START Source passage

Wireless Winch Remote Control

I think in the article the guy had to open the unit up and seal with a bit of sealant at the screw holes and realign the gasket to get it to be water resistant.


----------



## MedSailor (Mar 30, 2008)

miatapaul said:


> certainly not my idea, I think it was in Good Old Boat but this makes an good wireless remote:
> 
> Wireless Winch Remote Control
> 
> I think in the article the guy had to open the unit up and seal with a bit of sealant at the screw holes and realign the gasket to get it to be water resistant.


I like this idea and also don't. It may not be the best part to go cheap on. If the switch were to fail in the "on" position bad things could happen. Perhaps an argument to have the breaker accessible from on deck.... or... if it is jamming up against something then in theory the breaker would blow on it's own?

I'll have to give this one some thought. Thanks for the link.

MedSailor


----------



## misfits (Dec 9, 2011)

miatapaul said:


> certainly not my idea, I think it was in Good Old Boat but this makes an good wireless remote:
> 
> Wireless Winch Remote Control
> 
> I think in the article the guy had to open the unit up and seal with a bit of sealant at the screw holes and realign the gasket to get it to be water resistant.


Bingo, that's the article I was trying to remember.


----------



## miatapaul (Dec 15, 2006)

misfits said:


> Bingo, that's the article I was trying to remember.


I seemed to skim over your post too, not sure how I missed it.


----------



## nolatom (Jun 29, 2005)

Use the seas to your advantage, to break the anchor out: once you've got the rode almost vertical, when the bow drops into a trough, take up the resulting slack and cleat it, real quick. Now, when the next sea lifts the bow, it also frees the anchor from the bottom.


----------



## Uricanejack (Nov 17, 2012)

When you figure out a good technique let me know. But this is how I do it. I’m sure it looks a right [email protected]#$
I have no winch, just some rope 10m of Chain and a 15kg lump of iron
Not much of a problem in light winds. Strong wind it’s a [email protected]#$. Bow blows of real easy. 
When its difficult. 
I start the donkey but leave it out of gear.
I take the anchor rode back to the one of my sheet winches the self-trailer. 
I go back up forward and take anchor line of the cleat on the fore deck.
Back to the sheet winch and wind like heck
Once the anchor is aweigh or when the chain comes over the roller. I go forward and pull the anchor up on to the roller by hand.
I don’t like to put in gear until I sight the anchor is clear. ( I’ve pulled up a sorts of crap)
Once the anchor is sighted and clear I can put into gear and get moving to open water.
No auto pilot so another reason not to put into gear until I have the anchor up.
Depending upon where I am I often don’t put engine in gear If I have sea room I put a sail up.


----------



## hellosailor (Apr 11, 2006)

I would just have to wonder, isn't buying a critical piece of equipment from Horror Fright kind of like keeping the insecticides on the spice rack? In a dark closet?

I got a "free" digital multimeter from them once. It was more than one full volt off at "12" volts. No one had even attempted to calibrate it, all that took was turning one screw.

END Source passage
START Exercise inputs

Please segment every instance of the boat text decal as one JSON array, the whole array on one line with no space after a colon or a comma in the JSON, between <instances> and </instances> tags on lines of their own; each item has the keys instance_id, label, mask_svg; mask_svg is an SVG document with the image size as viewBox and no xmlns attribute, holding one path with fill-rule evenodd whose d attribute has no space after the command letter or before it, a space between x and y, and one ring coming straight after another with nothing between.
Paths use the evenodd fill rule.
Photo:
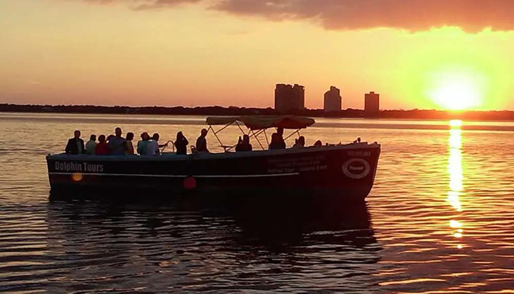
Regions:
<instances>
[{"instance_id":1,"label":"boat text decal","mask_svg":"<svg viewBox=\"0 0 514 294\"><path fill-rule=\"evenodd\" d=\"M351 179L362 179L370 173L370 164L361 158L348 160L343 164L343 172Z\"/></svg>"},{"instance_id":2,"label":"boat text decal","mask_svg":"<svg viewBox=\"0 0 514 294\"><path fill-rule=\"evenodd\" d=\"M371 156L371 151L348 151L348 156Z\"/></svg>"},{"instance_id":3,"label":"boat text decal","mask_svg":"<svg viewBox=\"0 0 514 294\"><path fill-rule=\"evenodd\" d=\"M68 172L103 172L103 165L87 162L59 162L55 163L56 171Z\"/></svg>"},{"instance_id":4,"label":"boat text decal","mask_svg":"<svg viewBox=\"0 0 514 294\"><path fill-rule=\"evenodd\" d=\"M270 166L268 173L323 170L327 169L327 165L322 162L324 159L325 155L323 155L270 159L268 161Z\"/></svg>"}]
</instances>

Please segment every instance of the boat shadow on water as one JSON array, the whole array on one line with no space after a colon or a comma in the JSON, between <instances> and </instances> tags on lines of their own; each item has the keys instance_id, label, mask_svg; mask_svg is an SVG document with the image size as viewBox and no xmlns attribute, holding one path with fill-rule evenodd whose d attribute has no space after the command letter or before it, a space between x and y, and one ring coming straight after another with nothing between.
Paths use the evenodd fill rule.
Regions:
<instances>
[{"instance_id":1,"label":"boat shadow on water","mask_svg":"<svg viewBox=\"0 0 514 294\"><path fill-rule=\"evenodd\" d=\"M131 242L151 242L148 238L158 237L168 242L168 248L184 247L175 249L177 252L187 252L188 247L197 248L198 244L215 247L215 251L246 252L250 256L259 250L308 252L328 245L336 251L363 250L372 253L368 262L378 261L380 248L365 202L335 204L322 198L305 198L296 201L282 198L280 202L214 198L222 200L186 198L142 202L140 198L127 198L114 202L112 198L106 202L98 198L61 199L49 202L47 221L56 227L53 231L63 234L63 239L68 234L85 236L107 229L104 238L115 242L130 230ZM196 239L191 239L193 236ZM246 258L245 254L238 256Z\"/></svg>"}]
</instances>

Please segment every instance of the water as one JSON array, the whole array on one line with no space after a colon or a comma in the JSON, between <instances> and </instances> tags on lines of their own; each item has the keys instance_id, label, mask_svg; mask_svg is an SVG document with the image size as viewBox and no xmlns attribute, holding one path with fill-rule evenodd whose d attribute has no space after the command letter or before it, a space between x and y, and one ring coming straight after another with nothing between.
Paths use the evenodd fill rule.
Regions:
<instances>
[{"instance_id":1,"label":"water","mask_svg":"<svg viewBox=\"0 0 514 294\"><path fill-rule=\"evenodd\" d=\"M382 144L365 206L48 201L75 129L192 142L204 119L0 114L0 292L514 293L512 123L317 120L308 145Z\"/></svg>"}]
</instances>

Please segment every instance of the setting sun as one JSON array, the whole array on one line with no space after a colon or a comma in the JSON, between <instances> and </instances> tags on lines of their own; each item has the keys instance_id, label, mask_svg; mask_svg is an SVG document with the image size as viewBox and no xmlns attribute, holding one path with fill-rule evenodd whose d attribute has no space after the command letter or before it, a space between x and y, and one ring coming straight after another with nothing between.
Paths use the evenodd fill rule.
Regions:
<instances>
[{"instance_id":1,"label":"setting sun","mask_svg":"<svg viewBox=\"0 0 514 294\"><path fill-rule=\"evenodd\" d=\"M442 108L463 110L476 108L483 103L485 79L463 69L435 73L431 76L429 97Z\"/></svg>"}]
</instances>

END Exercise inputs

• **Given problem 1**
Reproduce verbatim the stretch of the records from the line containing "Please segment every instance of the setting" through the end of the records, with both ends included.
• **Given problem 2**
Resume the forum thread on winch remotes and anchoring from the point where it stops, and carry it forward.

• **Task result 1**
Please segment every instance of the setting sun as one JSON array, the whole array on one line with no space after a colon or a comma in the JSON, between <instances> and </instances> tags on lines of their own; each item has the keys instance_id, label, mask_svg; mask_svg is an SVG document with the image size as viewBox and no xmlns attribute, holding one path with fill-rule evenodd whose d attribute has no space after the command letter or before it, a space between x and y, and one ring coming straight after another with nothing between.
Paths use the evenodd fill rule.
Regions:
<instances>
[{"instance_id":1,"label":"setting sun","mask_svg":"<svg viewBox=\"0 0 514 294\"><path fill-rule=\"evenodd\" d=\"M442 108L463 110L476 108L483 103L485 79L463 69L435 73L431 76L429 97Z\"/></svg>"}]
</instances>

• **Task result 2**
Then a disposable [sic] buffer for one project that justified it. Except, the buffer's handle had to be attached with two of those knurled allen-key screws. And they packed two different sizes. No problem...just go back to the store and try again, or, they could mail me a new screw, expect it to take about eight weeks by China "sea" post.

But the kicker was a "jump box" they had on sale. A 17AH agm battery in a useful red plastic case, battery clamp wires, charging transformer, voltmeter, built-in test light, power port,....seemed like a useful box for only about $10 more than a raw battery would have cost. Yeah, well...the built-in voltmeter didn't work. I discovered that was because it hadn't been PLUGGED IN internally. And the 17AH battery was just dropped loose in the case, no attempt made to screw or tape or strap it down, not even any padding to keep it from banging around. Back it went.

Would I trust those people with ANYTHING that might even remotely (no pun intended) have to do with pulling a heavy load at a critical time?

Is this white sweet powder the arsenic, or the confectioners' sugar? 
Let's try it and find out!

Sorry, no, I'm quite happy with the $1.99 adjustable wrench I bought to use in a small parts repair kit. That one just has to be stronger than the flesh on my thumb. But that's about the limit of HF tools for me. If that one breaks, I won't cry. I hope.


----------



## travlin-easy (Dec 24, 2010)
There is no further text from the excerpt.